╭─ Dataset extract

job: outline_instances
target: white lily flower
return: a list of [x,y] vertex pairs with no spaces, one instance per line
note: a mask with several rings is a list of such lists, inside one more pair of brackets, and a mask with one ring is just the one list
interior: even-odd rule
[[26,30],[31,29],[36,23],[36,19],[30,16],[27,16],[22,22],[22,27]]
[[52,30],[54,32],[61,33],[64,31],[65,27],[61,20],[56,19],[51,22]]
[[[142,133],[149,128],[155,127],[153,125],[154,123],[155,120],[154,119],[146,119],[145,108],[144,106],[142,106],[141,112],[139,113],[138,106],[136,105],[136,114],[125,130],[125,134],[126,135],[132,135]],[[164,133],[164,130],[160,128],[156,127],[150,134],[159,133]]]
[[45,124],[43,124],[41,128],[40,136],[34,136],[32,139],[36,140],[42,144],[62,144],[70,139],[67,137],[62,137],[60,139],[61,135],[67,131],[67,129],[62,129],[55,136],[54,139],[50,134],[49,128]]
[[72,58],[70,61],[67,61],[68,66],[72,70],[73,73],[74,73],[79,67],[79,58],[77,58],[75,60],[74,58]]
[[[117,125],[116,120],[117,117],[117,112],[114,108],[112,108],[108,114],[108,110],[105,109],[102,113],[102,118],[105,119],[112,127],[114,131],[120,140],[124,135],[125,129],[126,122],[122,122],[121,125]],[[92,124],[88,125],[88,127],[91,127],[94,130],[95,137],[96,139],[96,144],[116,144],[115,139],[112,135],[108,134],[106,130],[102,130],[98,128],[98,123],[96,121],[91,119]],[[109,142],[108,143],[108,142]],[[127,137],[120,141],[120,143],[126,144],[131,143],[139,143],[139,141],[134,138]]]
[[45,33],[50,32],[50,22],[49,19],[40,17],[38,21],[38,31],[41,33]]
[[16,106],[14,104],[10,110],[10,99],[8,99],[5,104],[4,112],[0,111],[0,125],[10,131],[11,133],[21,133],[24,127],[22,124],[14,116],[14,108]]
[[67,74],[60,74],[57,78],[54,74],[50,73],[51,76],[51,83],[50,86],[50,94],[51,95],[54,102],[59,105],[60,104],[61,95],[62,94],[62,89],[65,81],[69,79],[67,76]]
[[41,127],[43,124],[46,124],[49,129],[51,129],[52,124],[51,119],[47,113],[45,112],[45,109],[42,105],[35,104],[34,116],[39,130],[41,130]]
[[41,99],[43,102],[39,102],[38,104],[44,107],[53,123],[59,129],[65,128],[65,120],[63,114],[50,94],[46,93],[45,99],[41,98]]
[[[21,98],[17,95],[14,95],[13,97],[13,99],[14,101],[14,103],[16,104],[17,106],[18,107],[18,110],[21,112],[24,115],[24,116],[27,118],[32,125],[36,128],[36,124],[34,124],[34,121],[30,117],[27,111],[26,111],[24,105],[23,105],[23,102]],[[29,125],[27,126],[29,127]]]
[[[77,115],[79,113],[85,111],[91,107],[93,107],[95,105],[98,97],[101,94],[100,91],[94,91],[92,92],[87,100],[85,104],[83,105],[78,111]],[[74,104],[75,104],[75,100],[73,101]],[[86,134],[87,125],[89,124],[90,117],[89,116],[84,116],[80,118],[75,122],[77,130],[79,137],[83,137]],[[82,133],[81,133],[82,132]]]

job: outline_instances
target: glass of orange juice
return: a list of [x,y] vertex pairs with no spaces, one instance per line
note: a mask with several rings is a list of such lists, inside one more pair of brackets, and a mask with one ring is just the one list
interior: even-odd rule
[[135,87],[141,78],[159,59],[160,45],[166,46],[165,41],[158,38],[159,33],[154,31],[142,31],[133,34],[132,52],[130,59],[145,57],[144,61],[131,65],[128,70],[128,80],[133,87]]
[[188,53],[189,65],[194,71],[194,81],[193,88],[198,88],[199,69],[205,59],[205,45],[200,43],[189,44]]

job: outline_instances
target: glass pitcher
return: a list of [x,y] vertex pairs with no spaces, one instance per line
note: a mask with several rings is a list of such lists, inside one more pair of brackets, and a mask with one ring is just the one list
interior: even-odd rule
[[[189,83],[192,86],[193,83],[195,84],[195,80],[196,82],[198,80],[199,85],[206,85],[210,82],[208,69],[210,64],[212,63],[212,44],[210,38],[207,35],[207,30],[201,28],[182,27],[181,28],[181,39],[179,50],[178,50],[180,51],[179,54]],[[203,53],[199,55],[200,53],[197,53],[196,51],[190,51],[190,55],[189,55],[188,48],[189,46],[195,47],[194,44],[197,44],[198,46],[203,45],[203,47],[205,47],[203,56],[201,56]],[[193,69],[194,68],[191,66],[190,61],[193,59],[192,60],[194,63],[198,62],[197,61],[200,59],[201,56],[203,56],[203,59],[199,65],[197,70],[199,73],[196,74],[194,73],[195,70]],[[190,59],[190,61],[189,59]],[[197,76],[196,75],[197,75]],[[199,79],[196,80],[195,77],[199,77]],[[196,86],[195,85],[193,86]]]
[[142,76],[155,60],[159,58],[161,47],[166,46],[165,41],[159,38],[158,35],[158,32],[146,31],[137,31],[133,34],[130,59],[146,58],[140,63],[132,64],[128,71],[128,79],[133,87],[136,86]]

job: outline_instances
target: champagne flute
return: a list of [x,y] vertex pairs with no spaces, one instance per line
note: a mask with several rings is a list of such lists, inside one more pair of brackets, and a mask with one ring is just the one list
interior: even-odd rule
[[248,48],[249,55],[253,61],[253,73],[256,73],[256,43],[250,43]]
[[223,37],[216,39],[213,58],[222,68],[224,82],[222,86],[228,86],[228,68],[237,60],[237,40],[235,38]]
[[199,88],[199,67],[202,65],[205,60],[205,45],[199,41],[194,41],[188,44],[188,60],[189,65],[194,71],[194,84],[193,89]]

╰─

**The exercise**
Every entry needs to be retyped exactly.

**Reply to the task**
job: outline_instances
target: white lily flower
return: a list of [x,y] vertex pairs with no spaces, one instance per line
note: a mask with several rings is a list of such lists, inside one more pair of brackets, and a mask with one ring is just the one list
interior: even-odd rule
[[26,30],[31,29],[36,23],[36,19],[30,16],[27,16],[22,22],[22,27]]
[[52,30],[54,32],[61,33],[64,31],[65,27],[61,20],[56,19],[51,22]]
[[[142,133],[149,128],[155,127],[153,125],[154,123],[155,120],[154,119],[146,119],[145,108],[144,106],[142,106],[141,112],[139,113],[138,106],[136,105],[136,114],[125,130],[125,134],[126,135],[132,135]],[[164,133],[164,130],[160,128],[156,127],[150,134],[159,133]]]
[[45,124],[43,124],[41,128],[40,136],[34,136],[32,139],[36,140],[42,144],[62,144],[70,139],[67,137],[62,137],[60,139],[61,135],[67,131],[67,129],[62,129],[55,136],[54,139],[50,134],[49,128]]
[[72,58],[70,61],[67,61],[68,66],[72,70],[73,73],[74,73],[79,67],[79,58],[77,58],[75,60],[74,58]]
[[[117,125],[116,120],[117,117],[117,112],[114,108],[112,108],[108,114],[108,110],[105,109],[102,113],[102,118],[105,119],[112,127],[114,131],[120,140],[124,135],[125,129],[126,122],[122,122],[121,125]],[[92,124],[88,125],[88,127],[91,127],[94,130],[95,137],[96,139],[96,144],[116,144],[115,139],[112,135],[108,134],[106,130],[102,130],[98,128],[98,123],[96,121],[91,119]],[[109,142],[108,143],[108,142]],[[127,137],[120,141],[120,143],[126,144],[131,143],[139,143],[139,141],[134,138]]]
[[45,33],[50,32],[50,22],[49,19],[40,17],[38,21],[38,31],[41,33]]
[[16,106],[14,104],[10,110],[10,99],[8,99],[5,104],[4,112],[0,111],[0,125],[10,131],[11,133],[21,133],[24,127],[22,124],[14,116],[14,108]]
[[67,74],[60,74],[57,78],[54,74],[50,73],[51,76],[51,83],[50,86],[50,94],[51,95],[54,102],[59,105],[60,104],[61,95],[62,94],[62,89],[65,81],[69,79],[67,76]]
[[41,127],[43,124],[46,124],[49,129],[51,129],[52,124],[51,119],[47,113],[45,112],[45,109],[42,105],[35,104],[34,116],[39,130],[41,130]]
[[41,99],[43,102],[39,102],[38,104],[44,107],[53,123],[59,129],[65,128],[65,120],[63,114],[50,94],[46,93],[45,99],[41,98]]
[[[21,98],[17,95],[14,95],[13,97],[13,99],[14,101],[14,103],[16,104],[17,106],[18,107],[18,110],[21,112],[24,115],[24,116],[27,118],[32,125],[36,128],[36,124],[34,124],[34,121],[30,117],[27,111],[26,111],[24,105],[23,105],[23,102]],[[29,125],[27,126],[29,127]]]
[[[77,115],[79,113],[85,111],[91,107],[93,107],[95,105],[98,97],[101,94],[100,91],[94,91],[92,92],[87,100],[85,104],[83,105],[78,111]],[[74,104],[75,104],[75,100],[73,101]],[[86,134],[87,125],[89,124],[90,117],[89,116],[84,116],[80,118],[75,122],[77,130],[79,137],[83,137]],[[82,133],[81,133],[82,132]]]

job: outline_instances
target: glass of orange juice
return: a list of [x,y] vertex pairs with no spaces, one instance per line
note: a mask with several rings is a list of such lists, inside one more pair of brackets, and a mask with one ring is just the one list
interior: even-odd rule
[[135,87],[141,78],[159,59],[160,45],[166,46],[165,41],[158,38],[159,33],[154,31],[142,31],[133,34],[132,52],[130,59],[145,57],[144,61],[131,65],[128,70],[128,80],[133,87]]
[[188,53],[189,65],[194,71],[194,81],[193,88],[198,88],[199,69],[205,59],[205,45],[200,43],[189,44]]

job: outline_instances
target: glass pitcher
return: a list of [x,y] vertex pairs with no spaces, one instance per line
note: a mask with several rings is a list of such lists, inside one more pair of brackets, and a mask with one ring is just the one list
interior: even-odd rule
[[[189,83],[192,86],[193,83],[195,84],[195,80],[196,82],[198,80],[199,85],[206,85],[210,82],[208,69],[210,64],[212,63],[212,44],[210,38],[207,35],[207,30],[201,28],[182,27],[181,28],[181,39],[179,50],[178,50],[180,51],[179,54]],[[203,53],[199,55],[200,53],[197,53],[196,51],[190,51],[190,55],[189,55],[188,48],[189,46],[195,47],[194,44],[197,44],[198,46],[203,45],[203,47],[205,47],[203,56],[201,56]],[[193,69],[194,68],[191,66],[190,61],[193,59],[192,60],[194,63],[198,62],[197,61],[200,59],[201,56],[203,56],[203,59],[199,65],[197,70],[199,73],[196,74],[194,73],[195,70]],[[190,59],[190,61],[189,59]],[[197,76],[196,75],[197,75]],[[199,79],[196,80],[195,77],[199,77]],[[196,86],[195,85],[193,86]]]
[[142,76],[155,60],[159,58],[161,47],[166,46],[165,41],[159,38],[158,35],[158,32],[146,31],[137,31],[133,34],[130,59],[146,58],[140,63],[132,64],[128,71],[128,79],[133,87],[136,86]]

job: outline_instances
target: champagne flute
return: a list of [x,y] vertex pairs with no spaces, one instance per line
note: a mask with several rings is a list of such lists, inside one more pair of brackets, and a mask with one ring is just the one list
interior: even-odd rule
[[248,48],[249,55],[253,61],[253,73],[256,73],[256,43],[250,43]]
[[223,37],[216,39],[213,58],[222,68],[224,82],[222,86],[228,86],[228,68],[237,60],[237,40],[235,38]]
[[199,88],[199,67],[202,65],[205,60],[205,45],[199,41],[194,41],[188,44],[188,60],[189,65],[194,71],[194,84],[193,89]]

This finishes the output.